(Records from a dataset)
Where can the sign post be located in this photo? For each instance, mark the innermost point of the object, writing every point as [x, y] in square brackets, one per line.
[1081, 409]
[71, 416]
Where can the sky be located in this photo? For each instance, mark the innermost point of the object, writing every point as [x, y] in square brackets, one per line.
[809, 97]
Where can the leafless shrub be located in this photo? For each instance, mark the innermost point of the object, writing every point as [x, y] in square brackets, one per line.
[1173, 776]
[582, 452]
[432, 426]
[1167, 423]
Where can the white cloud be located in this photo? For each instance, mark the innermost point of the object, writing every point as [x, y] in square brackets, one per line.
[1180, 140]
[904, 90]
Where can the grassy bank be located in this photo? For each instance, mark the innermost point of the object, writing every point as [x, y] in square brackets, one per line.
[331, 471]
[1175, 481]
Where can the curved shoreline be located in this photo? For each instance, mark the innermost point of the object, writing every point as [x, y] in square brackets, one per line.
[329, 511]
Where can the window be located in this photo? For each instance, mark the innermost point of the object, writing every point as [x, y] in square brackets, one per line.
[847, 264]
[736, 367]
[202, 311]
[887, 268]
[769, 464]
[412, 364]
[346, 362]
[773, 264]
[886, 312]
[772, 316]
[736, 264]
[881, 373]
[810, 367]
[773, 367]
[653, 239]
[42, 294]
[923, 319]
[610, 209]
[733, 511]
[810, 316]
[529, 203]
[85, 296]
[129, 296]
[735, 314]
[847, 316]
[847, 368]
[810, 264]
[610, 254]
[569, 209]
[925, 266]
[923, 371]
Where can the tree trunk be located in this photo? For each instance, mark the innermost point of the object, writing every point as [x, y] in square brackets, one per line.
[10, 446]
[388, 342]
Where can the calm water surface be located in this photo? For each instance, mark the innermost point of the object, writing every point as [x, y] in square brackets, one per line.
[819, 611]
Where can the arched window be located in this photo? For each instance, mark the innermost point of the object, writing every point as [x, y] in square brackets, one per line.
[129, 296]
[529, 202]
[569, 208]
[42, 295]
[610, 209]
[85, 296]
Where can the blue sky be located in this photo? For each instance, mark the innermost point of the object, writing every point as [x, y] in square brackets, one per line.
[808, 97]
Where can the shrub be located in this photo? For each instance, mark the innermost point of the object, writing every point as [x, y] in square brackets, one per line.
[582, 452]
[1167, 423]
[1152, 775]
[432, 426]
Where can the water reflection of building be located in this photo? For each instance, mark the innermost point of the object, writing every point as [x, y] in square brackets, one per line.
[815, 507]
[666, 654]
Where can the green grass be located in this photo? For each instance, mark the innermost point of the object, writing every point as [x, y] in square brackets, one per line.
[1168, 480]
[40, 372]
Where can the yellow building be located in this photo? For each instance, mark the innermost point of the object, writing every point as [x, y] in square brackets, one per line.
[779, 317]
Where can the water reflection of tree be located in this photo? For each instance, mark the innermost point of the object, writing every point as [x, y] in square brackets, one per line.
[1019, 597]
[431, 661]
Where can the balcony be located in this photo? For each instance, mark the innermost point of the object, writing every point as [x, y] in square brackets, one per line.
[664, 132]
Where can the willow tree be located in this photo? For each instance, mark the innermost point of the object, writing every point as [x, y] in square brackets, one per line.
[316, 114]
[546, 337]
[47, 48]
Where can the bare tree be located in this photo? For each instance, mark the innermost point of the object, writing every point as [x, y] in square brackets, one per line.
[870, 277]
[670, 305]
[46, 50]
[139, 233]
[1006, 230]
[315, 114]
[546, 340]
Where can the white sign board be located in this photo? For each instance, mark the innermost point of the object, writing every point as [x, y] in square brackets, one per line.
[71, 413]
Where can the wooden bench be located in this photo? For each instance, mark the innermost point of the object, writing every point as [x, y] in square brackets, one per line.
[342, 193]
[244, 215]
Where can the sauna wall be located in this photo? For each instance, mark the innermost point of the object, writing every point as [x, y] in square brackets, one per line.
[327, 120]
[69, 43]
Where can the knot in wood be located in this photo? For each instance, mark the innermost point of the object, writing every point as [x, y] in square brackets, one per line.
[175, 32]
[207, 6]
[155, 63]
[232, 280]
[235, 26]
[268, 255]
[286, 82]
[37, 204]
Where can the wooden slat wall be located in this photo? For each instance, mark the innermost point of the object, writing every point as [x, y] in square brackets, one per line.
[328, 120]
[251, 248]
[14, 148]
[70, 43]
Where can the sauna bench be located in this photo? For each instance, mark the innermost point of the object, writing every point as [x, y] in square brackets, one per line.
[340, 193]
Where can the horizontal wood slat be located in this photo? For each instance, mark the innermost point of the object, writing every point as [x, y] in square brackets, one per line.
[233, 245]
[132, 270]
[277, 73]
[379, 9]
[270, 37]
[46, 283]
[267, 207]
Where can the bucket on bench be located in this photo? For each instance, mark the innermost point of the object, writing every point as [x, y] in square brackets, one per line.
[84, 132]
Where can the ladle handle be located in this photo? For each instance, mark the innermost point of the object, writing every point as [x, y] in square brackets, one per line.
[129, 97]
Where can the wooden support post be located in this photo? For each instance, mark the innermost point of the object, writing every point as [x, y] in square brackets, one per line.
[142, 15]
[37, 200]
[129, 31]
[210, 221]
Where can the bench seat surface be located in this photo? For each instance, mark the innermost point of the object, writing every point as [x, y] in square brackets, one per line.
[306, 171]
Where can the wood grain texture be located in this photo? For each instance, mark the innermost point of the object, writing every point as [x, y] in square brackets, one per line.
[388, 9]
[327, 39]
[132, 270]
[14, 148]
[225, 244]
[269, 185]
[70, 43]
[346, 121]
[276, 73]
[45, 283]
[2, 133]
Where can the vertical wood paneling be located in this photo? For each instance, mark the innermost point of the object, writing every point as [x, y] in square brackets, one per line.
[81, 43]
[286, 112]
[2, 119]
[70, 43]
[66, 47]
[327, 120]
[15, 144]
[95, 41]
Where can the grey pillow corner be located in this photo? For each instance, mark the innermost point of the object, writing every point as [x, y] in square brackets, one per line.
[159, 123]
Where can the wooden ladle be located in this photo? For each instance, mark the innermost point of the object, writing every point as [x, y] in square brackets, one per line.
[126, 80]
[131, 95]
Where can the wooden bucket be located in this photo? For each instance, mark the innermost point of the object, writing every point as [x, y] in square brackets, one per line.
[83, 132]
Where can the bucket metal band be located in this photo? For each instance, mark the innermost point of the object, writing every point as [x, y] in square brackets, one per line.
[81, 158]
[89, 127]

## WHAT IS BEING ASKED
The response has to contain every record shown above, unaltered and complete.

## RESULT
Where can the sign post be located in this photo? For each instance, mark the innermost point of the object, writing every point as [x, y] in square brackets, one per line.
[1081, 409]
[71, 416]
Where can the sky be located in this photo? For each instance, mark the innermost point of the object, writing every point as [x, y] in square brackets, one per line.
[809, 97]
Where can the leafless shrub be located in this photo? For each instance, mark the innermost point of the object, writing every point as [x, y] in square brackets, one per line.
[1173, 776]
[582, 452]
[432, 426]
[1167, 423]
Where can the white cloud be located in this photo? For each instance, mark the innermost point of the object, writing every point as [x, y] in square brackets, one per line.
[1180, 140]
[904, 90]
Where can the grassy bank be located in this photo? For each instance, mark the innermost point of the object, writing every point as [x, y] in square brackets, one per line.
[331, 471]
[1175, 481]
Where can the curved shoreline be located in this photo? For each instance, mark the innermost point of the object, writing every point as [x, y] in square brackets, one per line.
[329, 511]
Where can the window be located in this photo? For each instance, mark the innermost point of the object, writing every point as [x, y] in square brackets, one per line.
[847, 264]
[736, 367]
[202, 311]
[887, 268]
[769, 464]
[412, 364]
[346, 362]
[773, 264]
[886, 312]
[772, 316]
[736, 264]
[881, 373]
[810, 367]
[773, 367]
[653, 239]
[42, 294]
[923, 319]
[610, 209]
[733, 511]
[810, 316]
[529, 203]
[85, 296]
[129, 296]
[735, 314]
[847, 316]
[847, 368]
[810, 264]
[610, 254]
[569, 209]
[925, 266]
[923, 371]
Where can the tree trunk be located in this photo? For each instance, mark the innermost point of the object, writing every point as [x, y] in square brackets, one per line.
[10, 446]
[388, 342]
Where can the calm water surface be located in this photo? For each instance, mark the innermost point of the object, writing every point as [x, y] in square brackets, one per line.
[819, 611]
Where can the arched window be located in this photo? For each instance, mark the innermost point of the object, writing every point as [x, y] in square brackets, one per line.
[129, 296]
[529, 202]
[569, 208]
[42, 295]
[610, 209]
[85, 296]
Where can the blue sky be located in this photo? For each instance, mark the innermost point of the object, writing every point as [x, y] in square brackets, one per line.
[808, 97]
Where can the shrub be located in this photo? For each instance, mark the innermost point of the object, writing every point as [x, y] in square brackets, one per line.
[582, 452]
[1167, 423]
[1152, 775]
[432, 426]
Where can the water reflection of building be located in this photo? For each instance, mark the innermost point of the object, writing every point as [x, y] in square brackets, one per line.
[815, 507]
[666, 654]
Where can the green grass be located in this photo? For each instance, mark the innermost point of the object, writing every point as [x, y] in square brackets, one per line.
[1168, 480]
[40, 372]
Where can the yellow building be located in this photo? For each instance, mark the innermost point of the object, writing every point as [x, y] in square brackets, one per line.
[779, 317]
Where can the water reflection of tree be located in this photo? For each instance, mark the innermost point of the object, writing every point as [x, y] in square brackets, one per line.
[1019, 597]
[431, 661]
Where can the balcony be located in this photo? For each instance, mark the innermost point of the object, writing every point as [x, y] in square brackets, one per line.
[664, 132]
Where can the willow tree be located in this photo? For each instance, mark the innermost point of the object, writing every point as [x, y] in square brackets, one per line.
[316, 114]
[546, 337]
[47, 48]
Where can the bare tree be located in this photo? For each instance, mark the innermost point of the object, writing every point as [x, y] in square brackets, one per line.
[870, 277]
[670, 305]
[46, 50]
[139, 233]
[1006, 230]
[315, 114]
[546, 340]
Where can the white sign board be located in this photo? For each instance, mark the innermost point of the object, writing every point as [x, y] in square brackets, one per line.
[71, 413]
Where can the wooden bench be located in this photo? For each instance, mark the innermost point of the object, writing every point as [x, y] in square brackets, one per line.
[342, 193]
[244, 215]
Where can the sauna wall be located in this photo? For each instance, mark the innermost point of the object, writing every point as [x, y] in square brackets, one per line.
[327, 120]
[69, 43]
Where can the knot in wood be located in this photo? For each instance, mark the innermost point of the object, writing every point as [x, y] in square brackets, one per line.
[175, 32]
[207, 6]
[155, 63]
[232, 280]
[235, 26]
[268, 255]
[286, 82]
[37, 204]
Where can the wooden slat wall be located in this photo? For each instance, mark the innermost point of the object, writing every point as [x, y] in square brackets, one per line.
[328, 120]
[251, 248]
[14, 148]
[70, 43]
Where can the sauna bench be located in this photo? For each instance, mark the innermost point of the object, writing every point as [x, y] in square brackets, one per line.
[340, 193]
Where can the horizontal wood slat be located in this photo? For each instance, mark the innermost point of the object, writing every point as [x, y] in square brackets, one per line.
[233, 245]
[132, 270]
[277, 73]
[379, 9]
[270, 37]
[46, 283]
[267, 207]
Where can the bucket on bench be located in this photo? For each instance, mark the innermost point of the object, writing every point as [x, y] in square brackets, one per line.
[84, 132]
Where can the ladle handle be located in this photo? For each instance, mark the innermost point of the object, writing every point as [x, y] in square brackets, one per line.
[129, 97]
Where can the wooden support post be located in this photo? For each instance, mark the innermost point of the object, writing every point as [x, y] in square brackets, one per line.
[142, 15]
[37, 200]
[129, 31]
[210, 221]
Where can the bench seat surface be located in this photo? For each instance, mark the innermost point of the object, writing every point as [x, y] in square brackets, one per line.
[306, 171]
Where can the wood grain texture be located in this photo? For each instance, mark the innermost point of the object, writing every point as [x, y] in square brackets, one per line.
[388, 9]
[327, 39]
[132, 270]
[14, 148]
[225, 244]
[269, 185]
[70, 43]
[346, 121]
[276, 73]
[45, 283]
[2, 133]
Where can the vertical wood paneling be located in this photo? For each instance, mark the innermost point of the object, writing every point as [x, y] in square brackets, one per line.
[81, 43]
[286, 112]
[2, 119]
[70, 43]
[66, 47]
[327, 120]
[15, 144]
[95, 41]
Where can the grey pillow corner be located in this photo? For each instance, mark the innermost point of the object, writing every point as [x, y] in square brackets, one per line.
[159, 123]
Where can the wooden ladle be located in this photo? For each instance, mark the innermost point of the object, writing every point as [x, y] in square brackets, one per line.
[126, 80]
[131, 95]
Where can the wooden bucket be located in this photo? For each instance, mark the innermost point of the object, writing every point as [x, y] in square brackets, one per line.
[83, 132]
Where can the bucket metal band be located in this photo? For each instance, mark the innermost point of the object, writing every point as [x, y] in square brackets, one per line.
[81, 158]
[89, 127]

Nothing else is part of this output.